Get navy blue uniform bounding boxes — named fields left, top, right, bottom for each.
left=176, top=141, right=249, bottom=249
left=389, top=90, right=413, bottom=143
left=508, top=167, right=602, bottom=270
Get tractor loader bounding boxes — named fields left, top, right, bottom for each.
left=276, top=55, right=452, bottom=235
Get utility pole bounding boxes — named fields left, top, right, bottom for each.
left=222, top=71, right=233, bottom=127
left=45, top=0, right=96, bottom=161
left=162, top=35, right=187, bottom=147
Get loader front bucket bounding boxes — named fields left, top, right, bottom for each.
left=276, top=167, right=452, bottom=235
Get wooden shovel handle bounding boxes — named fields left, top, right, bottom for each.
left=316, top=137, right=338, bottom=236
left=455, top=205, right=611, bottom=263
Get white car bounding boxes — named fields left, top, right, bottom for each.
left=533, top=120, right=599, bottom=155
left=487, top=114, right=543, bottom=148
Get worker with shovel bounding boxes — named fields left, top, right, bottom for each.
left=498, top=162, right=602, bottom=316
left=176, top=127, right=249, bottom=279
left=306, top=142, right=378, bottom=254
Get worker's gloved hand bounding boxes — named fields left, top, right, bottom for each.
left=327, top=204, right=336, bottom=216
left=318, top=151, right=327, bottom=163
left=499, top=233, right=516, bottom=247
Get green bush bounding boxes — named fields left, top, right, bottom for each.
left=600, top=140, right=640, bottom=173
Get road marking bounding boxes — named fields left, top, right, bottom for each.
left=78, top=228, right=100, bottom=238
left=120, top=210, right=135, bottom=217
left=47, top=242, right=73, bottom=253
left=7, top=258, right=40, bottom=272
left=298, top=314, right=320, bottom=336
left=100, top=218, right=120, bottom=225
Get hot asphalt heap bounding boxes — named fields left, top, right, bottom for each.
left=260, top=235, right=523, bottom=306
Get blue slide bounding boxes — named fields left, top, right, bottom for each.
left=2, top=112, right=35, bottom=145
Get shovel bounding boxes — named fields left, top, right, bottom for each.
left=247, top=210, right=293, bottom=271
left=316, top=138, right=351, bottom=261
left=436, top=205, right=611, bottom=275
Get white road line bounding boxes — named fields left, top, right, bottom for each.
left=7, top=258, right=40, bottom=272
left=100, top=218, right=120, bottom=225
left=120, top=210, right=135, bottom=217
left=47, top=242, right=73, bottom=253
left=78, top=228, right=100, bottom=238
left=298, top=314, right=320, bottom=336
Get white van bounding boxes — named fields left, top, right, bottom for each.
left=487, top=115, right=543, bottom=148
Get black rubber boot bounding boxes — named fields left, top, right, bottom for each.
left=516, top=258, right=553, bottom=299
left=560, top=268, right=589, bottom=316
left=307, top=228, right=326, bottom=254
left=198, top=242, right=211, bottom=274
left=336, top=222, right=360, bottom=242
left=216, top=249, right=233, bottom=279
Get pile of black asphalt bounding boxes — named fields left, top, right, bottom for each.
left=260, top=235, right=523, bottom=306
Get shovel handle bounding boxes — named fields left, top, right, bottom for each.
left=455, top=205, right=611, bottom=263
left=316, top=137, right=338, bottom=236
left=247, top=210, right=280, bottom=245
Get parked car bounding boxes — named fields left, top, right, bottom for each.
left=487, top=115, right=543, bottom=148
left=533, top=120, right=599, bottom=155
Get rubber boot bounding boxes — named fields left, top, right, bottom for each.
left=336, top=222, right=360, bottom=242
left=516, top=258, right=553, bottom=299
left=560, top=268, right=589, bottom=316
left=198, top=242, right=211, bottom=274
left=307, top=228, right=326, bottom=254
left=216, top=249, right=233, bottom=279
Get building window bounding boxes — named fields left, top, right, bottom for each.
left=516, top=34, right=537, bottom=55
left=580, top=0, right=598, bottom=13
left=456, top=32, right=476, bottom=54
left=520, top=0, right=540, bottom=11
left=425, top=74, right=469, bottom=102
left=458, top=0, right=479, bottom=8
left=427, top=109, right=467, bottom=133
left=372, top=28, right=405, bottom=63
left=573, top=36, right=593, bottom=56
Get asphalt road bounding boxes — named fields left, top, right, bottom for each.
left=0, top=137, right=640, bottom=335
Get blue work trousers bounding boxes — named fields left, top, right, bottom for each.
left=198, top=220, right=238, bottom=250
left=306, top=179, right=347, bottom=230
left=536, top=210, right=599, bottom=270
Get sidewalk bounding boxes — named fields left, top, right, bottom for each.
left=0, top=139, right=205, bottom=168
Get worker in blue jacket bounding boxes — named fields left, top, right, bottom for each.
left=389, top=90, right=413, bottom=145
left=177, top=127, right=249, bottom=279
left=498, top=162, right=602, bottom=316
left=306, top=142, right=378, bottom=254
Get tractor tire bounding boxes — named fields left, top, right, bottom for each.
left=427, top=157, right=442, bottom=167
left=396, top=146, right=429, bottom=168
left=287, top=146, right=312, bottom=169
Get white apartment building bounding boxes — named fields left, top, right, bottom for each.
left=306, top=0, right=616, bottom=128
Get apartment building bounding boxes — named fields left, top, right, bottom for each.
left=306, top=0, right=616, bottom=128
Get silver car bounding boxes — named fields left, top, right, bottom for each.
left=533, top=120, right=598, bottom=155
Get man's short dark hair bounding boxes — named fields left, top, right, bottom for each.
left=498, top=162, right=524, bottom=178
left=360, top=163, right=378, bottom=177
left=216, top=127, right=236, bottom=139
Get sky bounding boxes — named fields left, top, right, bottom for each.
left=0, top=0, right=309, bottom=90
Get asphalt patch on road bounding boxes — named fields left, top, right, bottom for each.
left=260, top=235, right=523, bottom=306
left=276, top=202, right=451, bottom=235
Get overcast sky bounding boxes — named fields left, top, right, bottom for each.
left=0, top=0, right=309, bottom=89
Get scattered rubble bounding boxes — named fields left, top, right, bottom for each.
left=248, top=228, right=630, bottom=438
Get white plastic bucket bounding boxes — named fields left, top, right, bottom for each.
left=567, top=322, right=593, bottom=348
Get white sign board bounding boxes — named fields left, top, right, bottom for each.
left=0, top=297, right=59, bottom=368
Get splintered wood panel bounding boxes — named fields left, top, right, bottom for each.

= = = = = = =

◆ DESCRIPTION OF THE TASK
Please rewrite the part of the material that opens with the line containing "Get white apartment" and closes with the line containing "left=533, top=120, right=598, bottom=155", both ends included. Copy every line in that span, and multiply each bounding-box coordinate by 1.4, rounding to whole numbers with halves rounded up.

◆ RESPONSE
Get white apartment building bounding boxes — named fields left, top, right, bottom for each.
left=428, top=0, right=862, bottom=179
Get apartment building bounding boxes — named fields left, top, right, bottom for each.
left=428, top=0, right=862, bottom=179
Get silver car bounding boxes — named fields left, top, right, bottom for each.
left=746, top=168, right=837, bottom=217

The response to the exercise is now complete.